Could you copy the personal introduction starting with "Hey, howdy, hey!" and going on through "accepted as truth.", swapping "disclaimer" for "caveat"?

begin Selected passage

Hey, howdy, hey! My name is Robyn Lea Walter. Before I attempt to share a bit about myself I just want to add a disclaimer that my story is inconsequential to this work. I know that I’m nobody in this world and because of the MWAW I now understand I didn’t know much of anything before finding this work. In fact, everything I thought I knew and most everything I thought I was… well, was all based on lies, lies I foolishly accepted as truth.
I used to view myself as a “spiritually minded” < rolled eyes> person. Now, I’m just me, whoever that is as I’m still trying to figure that out since coming to know the real truth or some of it anyways. At some point in my life, I began to recognize that people, myself included, had a weakness for conflating religion with “the true gospel”. I think my experiences early on in life forced me to search for answers to explain or to make my experiences make sense and because I spent so much of my time in my head trying to work things out I began to recognize some of the inconsistencies between what I understood “the gospel” to be and the actions of church going people (again, myself included). I was, afterall, “spiritual” and so as time went on and life got more complicated… I thought I was doing pretty good with the answers I believed I had “from God”. Coming to the knowledge that it was mostly all (if not all) wrong, well, it shook me, deeply. Before learning about the MWAW I would say that my “belief” in “God” gave me strength and got me through a lot of hard things. Letting go of what I viewed as my foundation… this faith in “God”… was brutal on one hand, but on the other, it was like returning “home” because the real truth just makes sense and it answered questions I didn’t even know I had.

end Selected passage
begin Stored rows

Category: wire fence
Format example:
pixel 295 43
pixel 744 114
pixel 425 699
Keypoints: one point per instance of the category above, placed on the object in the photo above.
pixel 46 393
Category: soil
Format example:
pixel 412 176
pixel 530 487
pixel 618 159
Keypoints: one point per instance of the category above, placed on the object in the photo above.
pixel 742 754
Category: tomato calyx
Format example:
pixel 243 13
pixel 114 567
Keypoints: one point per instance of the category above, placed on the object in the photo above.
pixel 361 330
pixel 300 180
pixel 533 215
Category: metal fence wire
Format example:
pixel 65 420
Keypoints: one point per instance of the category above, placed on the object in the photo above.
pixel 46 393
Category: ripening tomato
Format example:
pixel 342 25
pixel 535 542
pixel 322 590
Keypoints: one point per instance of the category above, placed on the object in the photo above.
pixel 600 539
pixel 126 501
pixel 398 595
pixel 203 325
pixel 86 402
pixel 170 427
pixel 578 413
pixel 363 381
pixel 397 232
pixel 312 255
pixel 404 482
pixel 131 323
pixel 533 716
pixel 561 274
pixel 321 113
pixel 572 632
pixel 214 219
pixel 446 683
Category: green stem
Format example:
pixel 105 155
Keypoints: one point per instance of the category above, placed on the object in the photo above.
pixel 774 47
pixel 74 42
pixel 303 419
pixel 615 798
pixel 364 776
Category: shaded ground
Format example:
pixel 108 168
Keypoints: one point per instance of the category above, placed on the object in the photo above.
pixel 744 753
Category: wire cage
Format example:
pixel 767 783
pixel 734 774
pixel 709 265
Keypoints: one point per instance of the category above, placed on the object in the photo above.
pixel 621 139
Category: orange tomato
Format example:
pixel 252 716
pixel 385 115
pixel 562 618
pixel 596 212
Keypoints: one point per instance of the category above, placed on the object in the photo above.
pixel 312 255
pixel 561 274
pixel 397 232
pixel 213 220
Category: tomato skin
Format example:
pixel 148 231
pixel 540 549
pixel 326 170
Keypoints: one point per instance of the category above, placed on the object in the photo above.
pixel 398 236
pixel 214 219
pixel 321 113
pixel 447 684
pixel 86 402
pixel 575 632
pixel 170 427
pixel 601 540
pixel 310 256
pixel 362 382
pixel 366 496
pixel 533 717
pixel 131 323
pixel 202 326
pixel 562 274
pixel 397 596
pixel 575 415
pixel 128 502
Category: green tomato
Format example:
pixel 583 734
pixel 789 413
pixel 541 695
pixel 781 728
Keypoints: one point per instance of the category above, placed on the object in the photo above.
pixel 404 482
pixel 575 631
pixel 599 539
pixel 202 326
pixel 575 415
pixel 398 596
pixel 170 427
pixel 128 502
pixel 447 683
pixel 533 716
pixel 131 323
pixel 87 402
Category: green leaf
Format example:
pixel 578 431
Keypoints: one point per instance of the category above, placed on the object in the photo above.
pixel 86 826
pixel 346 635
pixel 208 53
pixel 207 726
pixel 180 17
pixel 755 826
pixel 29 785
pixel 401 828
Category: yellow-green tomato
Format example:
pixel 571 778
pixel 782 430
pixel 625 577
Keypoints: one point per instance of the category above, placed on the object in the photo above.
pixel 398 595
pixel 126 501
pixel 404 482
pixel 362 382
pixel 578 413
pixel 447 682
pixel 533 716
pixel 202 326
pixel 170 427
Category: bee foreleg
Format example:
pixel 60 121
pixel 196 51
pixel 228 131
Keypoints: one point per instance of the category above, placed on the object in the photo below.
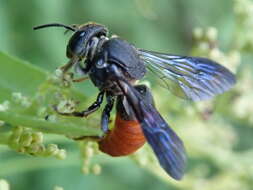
pixel 105 119
pixel 88 111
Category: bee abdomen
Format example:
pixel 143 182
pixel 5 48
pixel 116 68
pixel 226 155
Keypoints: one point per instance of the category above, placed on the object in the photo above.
pixel 125 138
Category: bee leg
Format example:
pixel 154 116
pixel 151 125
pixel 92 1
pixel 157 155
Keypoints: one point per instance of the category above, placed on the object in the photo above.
pixel 88 111
pixel 80 79
pixel 92 138
pixel 105 119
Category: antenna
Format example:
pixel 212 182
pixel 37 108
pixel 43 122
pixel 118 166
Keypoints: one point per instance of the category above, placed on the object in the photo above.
pixel 54 25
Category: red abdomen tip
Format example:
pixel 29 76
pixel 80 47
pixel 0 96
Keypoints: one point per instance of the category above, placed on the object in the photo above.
pixel 125 138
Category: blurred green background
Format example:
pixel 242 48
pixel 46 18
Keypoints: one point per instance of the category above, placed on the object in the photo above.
pixel 219 142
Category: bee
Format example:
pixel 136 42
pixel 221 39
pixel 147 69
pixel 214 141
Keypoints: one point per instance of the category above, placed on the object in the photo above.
pixel 114 66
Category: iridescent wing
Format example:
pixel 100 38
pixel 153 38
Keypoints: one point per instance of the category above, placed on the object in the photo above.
pixel 192 78
pixel 166 145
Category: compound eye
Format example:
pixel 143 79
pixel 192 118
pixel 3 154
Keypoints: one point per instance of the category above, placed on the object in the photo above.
pixel 101 64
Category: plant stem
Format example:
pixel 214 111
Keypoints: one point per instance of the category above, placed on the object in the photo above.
pixel 4 138
pixel 48 126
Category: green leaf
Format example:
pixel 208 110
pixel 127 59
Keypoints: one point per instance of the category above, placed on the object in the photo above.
pixel 19 76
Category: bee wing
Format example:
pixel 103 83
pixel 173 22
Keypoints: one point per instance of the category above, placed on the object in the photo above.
pixel 167 146
pixel 192 78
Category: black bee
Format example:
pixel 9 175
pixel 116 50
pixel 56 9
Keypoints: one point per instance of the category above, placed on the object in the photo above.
pixel 114 66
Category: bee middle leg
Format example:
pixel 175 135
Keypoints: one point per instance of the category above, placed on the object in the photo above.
pixel 94 107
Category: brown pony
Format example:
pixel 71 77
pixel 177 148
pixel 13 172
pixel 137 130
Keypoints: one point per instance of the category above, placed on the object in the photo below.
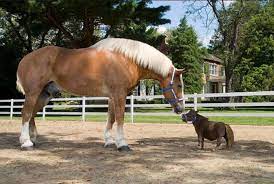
pixel 111 68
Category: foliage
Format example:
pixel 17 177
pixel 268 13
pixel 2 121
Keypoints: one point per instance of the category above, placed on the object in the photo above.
pixel 225 43
pixel 27 25
pixel 186 52
pixel 255 71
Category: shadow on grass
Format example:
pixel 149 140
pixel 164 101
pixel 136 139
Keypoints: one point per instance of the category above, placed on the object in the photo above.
pixel 86 161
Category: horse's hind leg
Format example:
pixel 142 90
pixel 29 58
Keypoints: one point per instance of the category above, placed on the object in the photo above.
pixel 42 101
pixel 110 121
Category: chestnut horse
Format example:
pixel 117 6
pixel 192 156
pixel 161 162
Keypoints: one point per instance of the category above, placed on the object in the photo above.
pixel 112 68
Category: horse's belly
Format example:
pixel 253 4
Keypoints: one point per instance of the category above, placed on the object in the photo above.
pixel 84 86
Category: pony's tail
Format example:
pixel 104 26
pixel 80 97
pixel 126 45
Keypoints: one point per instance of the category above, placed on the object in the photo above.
pixel 19 86
pixel 229 136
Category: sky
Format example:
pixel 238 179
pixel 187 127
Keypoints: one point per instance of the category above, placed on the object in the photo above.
pixel 178 9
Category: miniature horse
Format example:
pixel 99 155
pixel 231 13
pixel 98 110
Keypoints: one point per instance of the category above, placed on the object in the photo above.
pixel 112 68
pixel 209 129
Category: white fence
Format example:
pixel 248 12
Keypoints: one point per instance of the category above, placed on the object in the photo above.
pixel 12 104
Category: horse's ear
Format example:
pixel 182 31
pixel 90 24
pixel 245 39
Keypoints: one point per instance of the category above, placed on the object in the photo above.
pixel 180 71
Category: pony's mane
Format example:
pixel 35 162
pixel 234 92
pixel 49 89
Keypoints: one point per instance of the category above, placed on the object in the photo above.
pixel 141 53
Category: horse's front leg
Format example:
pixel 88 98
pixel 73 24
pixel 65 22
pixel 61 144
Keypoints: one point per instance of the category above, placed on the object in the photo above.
pixel 110 121
pixel 120 103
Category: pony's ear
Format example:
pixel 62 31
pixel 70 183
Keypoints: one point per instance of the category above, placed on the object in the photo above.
pixel 180 71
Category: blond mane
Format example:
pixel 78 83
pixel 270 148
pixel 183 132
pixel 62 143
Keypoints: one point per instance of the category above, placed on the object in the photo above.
pixel 141 53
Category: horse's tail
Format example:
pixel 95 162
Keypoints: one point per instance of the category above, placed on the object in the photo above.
pixel 19 86
pixel 229 136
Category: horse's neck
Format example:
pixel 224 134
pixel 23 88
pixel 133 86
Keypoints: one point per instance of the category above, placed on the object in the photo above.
pixel 149 74
pixel 200 117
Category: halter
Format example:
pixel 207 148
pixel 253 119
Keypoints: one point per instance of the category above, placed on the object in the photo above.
pixel 175 99
pixel 184 115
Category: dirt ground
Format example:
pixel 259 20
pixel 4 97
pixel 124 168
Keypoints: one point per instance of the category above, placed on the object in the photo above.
pixel 72 152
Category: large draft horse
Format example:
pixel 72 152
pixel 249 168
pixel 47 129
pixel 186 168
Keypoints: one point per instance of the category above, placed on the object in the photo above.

end Stored rows

> The reply:
Hey, howdy, hey! My name is Robyn Lea Walter. Before I attempt to share a bit about myself I just want to add a caveat that my story is inconsequential to this work. I know that I’m nobody in this world and because of the MWAW I now understand I didn’t know much of anything before finding this work. In fact, everything I thought I knew and most everything I thought I was… well, was all based on lies, lies I foolishly accepted as truth.